Danıştay 6. Daire, Esas No: 2017/5336, Karar No: 2021/2186

Danıştay 6. Daire Başkanlığı 2017/5336 E. , 2021/2186 K.

    “İçtihat Metni”

    T.C.
    D A N I Ş T A Y
    ALTINCI DAİRE
    Esas No : 2017/5336
    Karar No : 2021/2186

    TEMYİZ EDEN (DAVALI) : … Bakanlığı/…
    VEKİLİ : Av. …

    MÜDAHİL (DAVALI YANINDA) : … İdaresi Başkanlığı/…
    VEKİLİ : Av. …

    KARŞI TARAF (DAVACI) : … Odası (… Şubesi)
    VEKİLİ : Av. …

    İSTEMİN KONUSU : … Bölge İdare Mahkemesi … İdari Dava Dairesinin … tarih ve E:…, K:… sayılı kararının temyizen incelenerek bozulması istenilmektedir.

    YARGILAMA SÜRECİ :
    Dava konusu istem: Ankara ili, Çankaya ilçesi, … Mahallesi … ve … parsellere yönelik hazırlanan 2023 Başkent 1/25000 ölçekli ve 1/5000 ölçekli nazım imar planları ile 1/1000 uygulama imar planı değişikliğine ilişkin Çevre ve Şehircilik Bakanlığının 13/02/2015 tarihli onay işleminin iptali istenilmiştir.
    İlk Derece Mahkemesi kararının özeti: … İdare Mahkemesinin … tarih ve E:…, K:… sayılı kararında; İdiasını ispatla mükellef olan davacının dava dilekçesinde gösterdiği deliller arasında keşif ve bilirkişi incelemesinin bulunduğu, bu doğrultuda idare mahkemesi tarafından mahallinde keşif ve bilirkişi incelemesi yaptırılmasına karar verildiği, ancak davacıdan yatırması istenilen bilirkişi ücreti ve keşif harcının yatırılmadığı, bu nedenle davacının iddiasını ispatlamada, keşif ve bilirkişi delil ikamesinden vazgeçmiş sayıldığı, bu nedenle davacının iddiasını ispatlayamadığı sonucuna varıldığından dava konusu işlemde hukuka aykırılık bulunmadığı gerekçesiyle davanın reddine karar verilmiştir.

● **Talep**: Danıştay kararında "KARŞI TARAF (DAVACI)" sözcüklerini içeren ifadeyle başlayıp "işleminin iptali istenilmiştir." ile sona eren bölümü aynen yineleyiniz. Veriler bu çalışmada herhangi bir rol oynamamaktadır.

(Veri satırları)
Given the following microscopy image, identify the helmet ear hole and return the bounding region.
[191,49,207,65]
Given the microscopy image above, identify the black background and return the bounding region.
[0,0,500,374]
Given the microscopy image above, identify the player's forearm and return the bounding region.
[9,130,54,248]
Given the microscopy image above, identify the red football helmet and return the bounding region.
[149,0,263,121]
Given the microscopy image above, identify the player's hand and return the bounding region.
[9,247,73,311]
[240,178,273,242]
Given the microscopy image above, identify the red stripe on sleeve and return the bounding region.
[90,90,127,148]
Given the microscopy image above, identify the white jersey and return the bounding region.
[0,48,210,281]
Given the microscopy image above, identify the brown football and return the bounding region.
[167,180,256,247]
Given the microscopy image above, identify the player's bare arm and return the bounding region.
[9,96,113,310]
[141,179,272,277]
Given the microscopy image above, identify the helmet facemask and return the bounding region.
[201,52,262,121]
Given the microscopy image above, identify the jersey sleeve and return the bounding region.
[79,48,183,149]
---
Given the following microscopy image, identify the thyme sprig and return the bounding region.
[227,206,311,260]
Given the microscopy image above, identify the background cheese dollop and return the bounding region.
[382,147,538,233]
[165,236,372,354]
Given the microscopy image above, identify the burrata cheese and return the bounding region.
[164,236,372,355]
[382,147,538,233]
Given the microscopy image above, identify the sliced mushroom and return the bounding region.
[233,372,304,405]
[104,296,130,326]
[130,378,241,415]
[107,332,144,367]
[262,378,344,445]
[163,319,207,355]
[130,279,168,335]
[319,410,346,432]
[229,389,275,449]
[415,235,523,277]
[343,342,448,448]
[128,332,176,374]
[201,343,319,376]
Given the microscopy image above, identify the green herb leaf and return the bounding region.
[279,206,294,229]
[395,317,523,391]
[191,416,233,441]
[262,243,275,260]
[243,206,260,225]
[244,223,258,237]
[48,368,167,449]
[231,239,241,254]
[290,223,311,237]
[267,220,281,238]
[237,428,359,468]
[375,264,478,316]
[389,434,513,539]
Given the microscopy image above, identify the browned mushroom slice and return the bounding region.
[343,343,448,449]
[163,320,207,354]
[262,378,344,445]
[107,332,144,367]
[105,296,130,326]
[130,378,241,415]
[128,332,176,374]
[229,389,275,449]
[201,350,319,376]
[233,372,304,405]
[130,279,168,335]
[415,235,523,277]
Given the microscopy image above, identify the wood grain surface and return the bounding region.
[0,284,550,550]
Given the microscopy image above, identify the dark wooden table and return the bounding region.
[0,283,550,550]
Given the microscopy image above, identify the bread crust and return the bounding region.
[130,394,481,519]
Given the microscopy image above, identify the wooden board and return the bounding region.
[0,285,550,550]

● **Yanıt**:
KARŞI TARAF (DAVACI) : … Odası (… Şubesi)
    VEKİLİ : Av. …

    İSTEMİN KONUSU : … Bölge İdare Mahkemesi … İdari Dava Dairesinin … tarih ve E:…, K:… sayılı kararının temyizen incelenerek bozulması istenilmektedir.

    YARGILAMA SÜRECİ :
    Dava konusu istem: Ankara ili, Çankaya ilçesi, … Mahallesi … ve … parsellere yönelik hazırlanan 2023 Başkent 1/25000 ölçekli ve 1/5000 ölçekli nazım imar planları ile 1/1000 uygulama imar planı değişikliğine ilişkin Çevre ve Şehircilik Bakanlığının 13/02/2015 tarihli onay işleminin iptali istenilmiştir.